▶ _PROVIDED TEXT_:
* * * * *

With the Balfour Declaration of 1917 and the creation of the British Mandate for Palestine, the geopolitical situation changed: A new alignment was formed between Zionism and British imperial patriotism. Many, however, were left unpersuaded. Non-Jews fretted over how to square the promises to Chaim Weizmann with promises made to the Arabs, while the administration of the mandate frantically tried to put the brakes on Jewish immigration into the colony. Many of the old Jewish elites continued to view Zionism as a serious threat to their place in Britain—especially in the wake of anti-communist paranoia. The League of British Jews, which they founded in 1917, poured vitriol on the Zionists, but it ultimately folded in 1929.

* * * * *

▶ _GIVEN PROBLEM 1_: Write out the passage about the Balfour Declaration, everything from "With the Balfour" down to "folded in 1929.".
▶ _GIVEN PROBLEM 2_: Carry on the passage about the Balfour Declaration, picking up after its last sentence.
The material after this point is separate from the passage about the Balfour Declaration.

▶ _Excerpts from a location annotation dataset_:
* * * * *

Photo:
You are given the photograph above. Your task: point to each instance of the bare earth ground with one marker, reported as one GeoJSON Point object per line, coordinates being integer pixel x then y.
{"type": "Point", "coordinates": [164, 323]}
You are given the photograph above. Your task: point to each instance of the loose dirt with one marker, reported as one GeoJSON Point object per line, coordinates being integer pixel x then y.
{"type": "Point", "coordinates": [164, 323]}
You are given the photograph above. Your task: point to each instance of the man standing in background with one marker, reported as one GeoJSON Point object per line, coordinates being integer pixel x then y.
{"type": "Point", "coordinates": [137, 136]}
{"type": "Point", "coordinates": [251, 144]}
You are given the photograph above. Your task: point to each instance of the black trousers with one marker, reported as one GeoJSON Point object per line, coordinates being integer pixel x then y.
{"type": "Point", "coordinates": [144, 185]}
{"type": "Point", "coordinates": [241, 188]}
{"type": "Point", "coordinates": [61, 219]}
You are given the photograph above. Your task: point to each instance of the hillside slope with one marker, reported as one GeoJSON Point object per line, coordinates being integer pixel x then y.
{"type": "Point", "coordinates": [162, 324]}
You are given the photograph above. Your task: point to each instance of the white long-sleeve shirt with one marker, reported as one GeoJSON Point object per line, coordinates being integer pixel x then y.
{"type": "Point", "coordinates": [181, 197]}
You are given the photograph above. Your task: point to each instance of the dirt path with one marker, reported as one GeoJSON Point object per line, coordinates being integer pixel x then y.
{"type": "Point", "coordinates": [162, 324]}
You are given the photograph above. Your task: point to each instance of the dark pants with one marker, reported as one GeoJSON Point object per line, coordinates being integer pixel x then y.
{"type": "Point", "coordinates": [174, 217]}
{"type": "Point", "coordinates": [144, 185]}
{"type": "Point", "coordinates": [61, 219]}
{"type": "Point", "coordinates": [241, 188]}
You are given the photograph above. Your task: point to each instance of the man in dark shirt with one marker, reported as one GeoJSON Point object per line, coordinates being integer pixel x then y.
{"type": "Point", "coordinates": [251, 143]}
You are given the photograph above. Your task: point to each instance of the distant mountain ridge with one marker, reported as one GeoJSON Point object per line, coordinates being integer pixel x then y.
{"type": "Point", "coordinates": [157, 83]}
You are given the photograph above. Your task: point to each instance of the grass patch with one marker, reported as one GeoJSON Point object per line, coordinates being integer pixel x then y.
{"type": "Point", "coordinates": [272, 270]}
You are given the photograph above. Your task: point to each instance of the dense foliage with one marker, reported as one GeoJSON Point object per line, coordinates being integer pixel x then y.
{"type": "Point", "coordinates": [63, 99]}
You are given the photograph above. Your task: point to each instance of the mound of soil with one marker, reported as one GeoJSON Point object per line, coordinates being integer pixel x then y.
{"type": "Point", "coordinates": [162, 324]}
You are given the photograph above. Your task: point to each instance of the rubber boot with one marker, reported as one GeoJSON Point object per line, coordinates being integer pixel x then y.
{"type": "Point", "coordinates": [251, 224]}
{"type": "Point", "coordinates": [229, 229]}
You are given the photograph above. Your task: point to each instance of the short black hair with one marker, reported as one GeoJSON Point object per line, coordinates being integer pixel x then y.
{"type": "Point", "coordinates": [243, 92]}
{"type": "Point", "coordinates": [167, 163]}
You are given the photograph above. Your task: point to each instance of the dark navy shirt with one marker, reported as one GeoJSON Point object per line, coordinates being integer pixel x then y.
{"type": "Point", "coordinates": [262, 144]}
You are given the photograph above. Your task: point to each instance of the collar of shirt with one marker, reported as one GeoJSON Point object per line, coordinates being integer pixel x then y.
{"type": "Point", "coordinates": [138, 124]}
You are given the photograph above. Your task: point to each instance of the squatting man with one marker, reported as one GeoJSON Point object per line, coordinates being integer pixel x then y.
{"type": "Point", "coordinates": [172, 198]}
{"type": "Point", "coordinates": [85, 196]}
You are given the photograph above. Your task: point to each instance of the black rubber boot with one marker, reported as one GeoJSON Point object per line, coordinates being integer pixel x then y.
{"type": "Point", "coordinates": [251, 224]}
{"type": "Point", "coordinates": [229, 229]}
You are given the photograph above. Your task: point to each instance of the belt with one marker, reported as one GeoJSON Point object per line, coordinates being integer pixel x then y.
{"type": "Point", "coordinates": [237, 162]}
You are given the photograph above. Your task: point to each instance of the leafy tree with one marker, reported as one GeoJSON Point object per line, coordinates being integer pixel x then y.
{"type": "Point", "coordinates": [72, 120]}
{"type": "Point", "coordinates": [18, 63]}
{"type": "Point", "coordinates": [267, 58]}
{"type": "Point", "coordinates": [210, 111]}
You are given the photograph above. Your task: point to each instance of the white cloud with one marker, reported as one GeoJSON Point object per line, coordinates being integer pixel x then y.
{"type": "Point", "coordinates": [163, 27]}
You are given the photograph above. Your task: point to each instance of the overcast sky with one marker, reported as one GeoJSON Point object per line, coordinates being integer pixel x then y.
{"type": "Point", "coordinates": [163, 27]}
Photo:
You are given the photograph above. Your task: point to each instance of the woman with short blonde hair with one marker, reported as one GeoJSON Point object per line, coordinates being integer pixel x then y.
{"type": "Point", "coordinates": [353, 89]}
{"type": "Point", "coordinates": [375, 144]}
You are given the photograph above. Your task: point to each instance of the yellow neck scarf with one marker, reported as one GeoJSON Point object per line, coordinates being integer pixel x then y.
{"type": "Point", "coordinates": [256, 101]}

* * * * *

▶ _EXERCISE RESPONSE 1_:
With the Balfour Declaration of 1917 and the creation of the British Mandate for Palestine, the geopolitical situation changed: A new alignment was formed between Zionism and British imperial patriotism. Many, however, were left unpersuaded. Non-Jews fretted over how to square the promises to Chaim Weizmann with promises made to the Arabs, while the administration of the mandate frantically tried to put the brakes on Jewish immigration into the colony. Many of the old Jewish elites continued to view Zionism as a serious threat to their place in Britain—especially in the wake of anti-communist paranoia. The League of British Jews, which they founded in 1917, poured vitriol on the Zionists, but it ultimately folded in 1929.

▶ _EXERCISE RESPONSE 2_:
It is true that on an institutional level, the ideological hold of the Cousinhood was broken in the 1920s and 1930s, as a new cohort of wealthy Jews, the children of migrants from Eastern Europe, seized control of communal institutions. Still, for much of the interwar period, Zionism remained marginal to many British Jews’ sense of identity. In the East End, the growth of socialism directed attention more to bread-and-butter issues, and to the looming threat of fascism, rather than to what was happening in the Middle East. The inroads made by Zionists were largely among newly suburban middle-class Jews and were related to a way of maintaining a Jewish identity against the pressures of assimilation. Although in geopolitical terms they saw their hopes realized, this did not mean that they won the argument. In 1948, when the state of Israel was created after an insurgency against British rule, only approximately 3 to 4 percent of the Jewish population in Britain opted to make Aliyah. The Board of Deputies of British Jews was still so ambivalent that as late as June of that year it averred in a letter in the Times, “We as citizens of this country can have no political relationship with the state of Israel.”
British 20th-century history tells a story of how Zionism passed from the margins to the center of Anglo-Jewish consciousness, only to return to a more uncertain position today.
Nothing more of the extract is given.